Work item
In the entries below, find the string "barricade" and return each line holding it.

Given data
==================================================

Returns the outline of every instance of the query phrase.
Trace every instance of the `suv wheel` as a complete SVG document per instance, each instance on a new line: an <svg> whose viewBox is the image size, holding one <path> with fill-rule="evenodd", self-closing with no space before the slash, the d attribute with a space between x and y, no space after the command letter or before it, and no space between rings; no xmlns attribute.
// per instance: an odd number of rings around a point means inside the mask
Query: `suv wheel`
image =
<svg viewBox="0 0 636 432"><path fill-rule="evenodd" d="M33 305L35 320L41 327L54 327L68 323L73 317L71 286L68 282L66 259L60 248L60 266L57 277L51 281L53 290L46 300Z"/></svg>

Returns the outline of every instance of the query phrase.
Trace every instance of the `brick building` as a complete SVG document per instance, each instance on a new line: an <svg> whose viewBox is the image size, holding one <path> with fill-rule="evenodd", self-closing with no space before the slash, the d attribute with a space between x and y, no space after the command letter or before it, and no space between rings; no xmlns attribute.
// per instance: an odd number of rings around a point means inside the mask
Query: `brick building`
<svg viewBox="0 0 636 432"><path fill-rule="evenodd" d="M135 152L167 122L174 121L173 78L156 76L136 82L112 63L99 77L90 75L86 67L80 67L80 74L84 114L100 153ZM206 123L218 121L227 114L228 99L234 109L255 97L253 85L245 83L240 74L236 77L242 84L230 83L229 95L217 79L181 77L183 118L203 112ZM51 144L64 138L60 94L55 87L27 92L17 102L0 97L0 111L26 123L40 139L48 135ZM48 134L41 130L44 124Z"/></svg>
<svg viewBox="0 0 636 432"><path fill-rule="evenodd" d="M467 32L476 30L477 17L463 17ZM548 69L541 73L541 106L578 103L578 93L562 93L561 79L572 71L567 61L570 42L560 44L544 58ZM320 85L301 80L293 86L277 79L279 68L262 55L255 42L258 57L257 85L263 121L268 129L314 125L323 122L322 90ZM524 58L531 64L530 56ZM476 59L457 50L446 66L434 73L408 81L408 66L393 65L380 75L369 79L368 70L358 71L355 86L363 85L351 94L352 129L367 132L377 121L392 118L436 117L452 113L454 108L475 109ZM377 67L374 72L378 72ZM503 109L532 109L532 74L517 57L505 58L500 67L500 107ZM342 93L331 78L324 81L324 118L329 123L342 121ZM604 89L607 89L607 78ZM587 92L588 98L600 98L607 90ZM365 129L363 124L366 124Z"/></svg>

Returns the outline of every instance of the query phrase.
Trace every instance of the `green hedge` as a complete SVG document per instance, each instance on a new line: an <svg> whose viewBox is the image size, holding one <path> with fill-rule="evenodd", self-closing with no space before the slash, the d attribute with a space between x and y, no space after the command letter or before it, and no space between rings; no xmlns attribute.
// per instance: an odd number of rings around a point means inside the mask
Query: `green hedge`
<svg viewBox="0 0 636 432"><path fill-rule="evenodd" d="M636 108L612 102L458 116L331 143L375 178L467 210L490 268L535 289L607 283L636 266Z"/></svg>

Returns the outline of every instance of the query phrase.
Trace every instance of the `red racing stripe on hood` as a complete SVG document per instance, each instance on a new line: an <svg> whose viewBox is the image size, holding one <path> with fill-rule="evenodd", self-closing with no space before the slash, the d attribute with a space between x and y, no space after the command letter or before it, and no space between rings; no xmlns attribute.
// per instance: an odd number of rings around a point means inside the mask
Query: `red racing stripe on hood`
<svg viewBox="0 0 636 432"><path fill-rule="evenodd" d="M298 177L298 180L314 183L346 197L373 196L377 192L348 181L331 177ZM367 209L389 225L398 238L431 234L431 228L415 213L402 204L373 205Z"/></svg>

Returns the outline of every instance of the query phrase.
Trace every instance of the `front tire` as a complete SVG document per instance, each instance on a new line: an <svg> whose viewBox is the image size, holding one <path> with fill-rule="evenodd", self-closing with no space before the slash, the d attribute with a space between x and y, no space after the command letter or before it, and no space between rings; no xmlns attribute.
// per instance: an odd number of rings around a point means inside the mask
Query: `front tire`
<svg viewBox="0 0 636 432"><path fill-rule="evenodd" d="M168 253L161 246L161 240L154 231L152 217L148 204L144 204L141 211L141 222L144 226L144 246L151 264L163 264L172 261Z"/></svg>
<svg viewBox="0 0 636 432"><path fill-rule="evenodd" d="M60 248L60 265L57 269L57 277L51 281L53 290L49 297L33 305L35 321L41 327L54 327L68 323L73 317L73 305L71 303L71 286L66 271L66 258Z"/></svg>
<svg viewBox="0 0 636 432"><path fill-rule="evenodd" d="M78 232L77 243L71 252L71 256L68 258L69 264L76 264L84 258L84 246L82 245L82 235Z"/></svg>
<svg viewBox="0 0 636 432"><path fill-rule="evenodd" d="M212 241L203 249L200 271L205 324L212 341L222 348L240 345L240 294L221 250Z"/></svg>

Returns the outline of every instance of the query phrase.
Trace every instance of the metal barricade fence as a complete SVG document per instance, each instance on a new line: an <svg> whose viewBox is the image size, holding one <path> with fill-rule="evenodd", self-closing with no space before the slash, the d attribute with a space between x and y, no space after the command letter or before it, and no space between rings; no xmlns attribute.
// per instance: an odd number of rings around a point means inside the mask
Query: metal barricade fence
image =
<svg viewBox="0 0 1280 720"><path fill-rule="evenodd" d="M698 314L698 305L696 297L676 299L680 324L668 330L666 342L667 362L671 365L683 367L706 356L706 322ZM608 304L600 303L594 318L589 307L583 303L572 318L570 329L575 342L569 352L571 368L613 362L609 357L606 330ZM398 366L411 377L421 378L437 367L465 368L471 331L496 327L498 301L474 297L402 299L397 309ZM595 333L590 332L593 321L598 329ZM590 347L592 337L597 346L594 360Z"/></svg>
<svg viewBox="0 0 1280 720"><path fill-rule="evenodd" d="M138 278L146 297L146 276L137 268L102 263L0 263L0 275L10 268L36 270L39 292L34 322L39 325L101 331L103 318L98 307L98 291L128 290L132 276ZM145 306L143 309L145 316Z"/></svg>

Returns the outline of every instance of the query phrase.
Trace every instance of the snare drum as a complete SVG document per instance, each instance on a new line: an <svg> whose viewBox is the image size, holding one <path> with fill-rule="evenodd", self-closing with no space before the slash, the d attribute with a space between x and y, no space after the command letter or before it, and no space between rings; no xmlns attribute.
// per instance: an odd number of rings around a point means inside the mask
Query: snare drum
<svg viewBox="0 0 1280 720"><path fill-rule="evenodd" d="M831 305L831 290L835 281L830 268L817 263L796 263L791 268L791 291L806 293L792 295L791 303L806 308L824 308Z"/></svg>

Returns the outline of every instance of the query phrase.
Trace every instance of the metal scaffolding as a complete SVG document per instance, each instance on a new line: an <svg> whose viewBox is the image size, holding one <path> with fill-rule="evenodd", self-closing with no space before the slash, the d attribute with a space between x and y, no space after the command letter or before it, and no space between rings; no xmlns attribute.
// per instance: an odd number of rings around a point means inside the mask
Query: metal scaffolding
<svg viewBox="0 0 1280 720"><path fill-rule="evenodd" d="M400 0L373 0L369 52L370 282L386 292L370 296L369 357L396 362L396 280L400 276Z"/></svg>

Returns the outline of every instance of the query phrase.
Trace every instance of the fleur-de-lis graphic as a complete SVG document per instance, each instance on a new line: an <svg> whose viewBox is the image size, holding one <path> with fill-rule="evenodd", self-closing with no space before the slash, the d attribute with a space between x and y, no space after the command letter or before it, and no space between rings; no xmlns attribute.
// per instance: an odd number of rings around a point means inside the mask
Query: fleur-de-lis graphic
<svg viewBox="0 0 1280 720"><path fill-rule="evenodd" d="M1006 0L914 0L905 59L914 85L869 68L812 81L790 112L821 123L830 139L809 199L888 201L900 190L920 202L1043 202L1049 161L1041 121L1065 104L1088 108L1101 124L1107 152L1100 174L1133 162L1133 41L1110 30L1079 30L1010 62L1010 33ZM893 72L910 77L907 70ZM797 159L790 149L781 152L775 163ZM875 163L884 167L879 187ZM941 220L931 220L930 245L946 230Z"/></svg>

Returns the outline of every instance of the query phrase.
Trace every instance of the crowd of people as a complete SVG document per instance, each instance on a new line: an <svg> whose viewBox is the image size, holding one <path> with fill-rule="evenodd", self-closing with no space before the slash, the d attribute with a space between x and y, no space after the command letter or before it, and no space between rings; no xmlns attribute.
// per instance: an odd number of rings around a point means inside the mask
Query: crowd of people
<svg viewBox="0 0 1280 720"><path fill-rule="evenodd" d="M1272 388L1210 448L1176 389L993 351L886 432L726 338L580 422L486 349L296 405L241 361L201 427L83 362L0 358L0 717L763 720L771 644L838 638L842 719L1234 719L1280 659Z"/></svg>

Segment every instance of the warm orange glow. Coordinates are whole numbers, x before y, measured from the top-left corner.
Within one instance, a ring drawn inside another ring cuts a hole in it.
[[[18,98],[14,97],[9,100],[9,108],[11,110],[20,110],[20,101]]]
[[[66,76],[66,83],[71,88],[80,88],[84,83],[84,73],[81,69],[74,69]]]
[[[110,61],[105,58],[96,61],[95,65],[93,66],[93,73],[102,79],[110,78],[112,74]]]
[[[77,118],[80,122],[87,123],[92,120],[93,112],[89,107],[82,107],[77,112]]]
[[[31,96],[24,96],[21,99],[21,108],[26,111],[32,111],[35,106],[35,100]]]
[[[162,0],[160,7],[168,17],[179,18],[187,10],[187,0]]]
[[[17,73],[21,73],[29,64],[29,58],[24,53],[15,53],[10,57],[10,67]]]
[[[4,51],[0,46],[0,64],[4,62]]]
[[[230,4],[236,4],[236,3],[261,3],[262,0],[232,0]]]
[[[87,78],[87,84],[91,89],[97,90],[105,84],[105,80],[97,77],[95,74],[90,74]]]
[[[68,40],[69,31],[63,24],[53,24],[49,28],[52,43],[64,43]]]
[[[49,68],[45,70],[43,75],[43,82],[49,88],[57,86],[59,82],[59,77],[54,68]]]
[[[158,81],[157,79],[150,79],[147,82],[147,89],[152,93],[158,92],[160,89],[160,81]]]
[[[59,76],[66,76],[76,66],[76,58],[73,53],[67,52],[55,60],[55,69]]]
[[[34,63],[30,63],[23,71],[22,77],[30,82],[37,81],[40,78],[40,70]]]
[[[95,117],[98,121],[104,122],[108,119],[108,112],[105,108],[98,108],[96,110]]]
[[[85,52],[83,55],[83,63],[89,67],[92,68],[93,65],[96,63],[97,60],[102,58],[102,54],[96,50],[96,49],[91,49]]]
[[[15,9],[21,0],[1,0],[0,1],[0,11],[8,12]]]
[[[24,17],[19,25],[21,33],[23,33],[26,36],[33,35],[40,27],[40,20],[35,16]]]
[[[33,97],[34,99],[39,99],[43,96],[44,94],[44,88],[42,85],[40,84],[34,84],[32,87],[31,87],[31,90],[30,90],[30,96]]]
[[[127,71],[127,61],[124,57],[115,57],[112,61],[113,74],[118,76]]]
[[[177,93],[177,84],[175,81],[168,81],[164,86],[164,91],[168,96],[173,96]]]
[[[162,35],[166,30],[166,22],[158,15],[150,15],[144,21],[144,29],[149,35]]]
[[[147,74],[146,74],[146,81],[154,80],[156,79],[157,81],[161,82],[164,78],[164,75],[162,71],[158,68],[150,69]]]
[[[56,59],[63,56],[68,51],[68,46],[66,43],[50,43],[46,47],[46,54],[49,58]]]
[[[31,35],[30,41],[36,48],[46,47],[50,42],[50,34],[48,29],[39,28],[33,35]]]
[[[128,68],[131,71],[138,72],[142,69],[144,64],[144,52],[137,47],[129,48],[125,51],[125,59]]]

==================================================

Output for this task
Trace every instance of the metal barricade fence as a complete SVG document per instance, each instance on a new line: an <svg> whose viewBox is the image size, holding one <path> with fill-rule="evenodd", self-closing with no space before the slash, the d attribute with a space between x and y, no space after the command letter or before it, and no space between rings; no xmlns attribute.
Query: metal barricade fence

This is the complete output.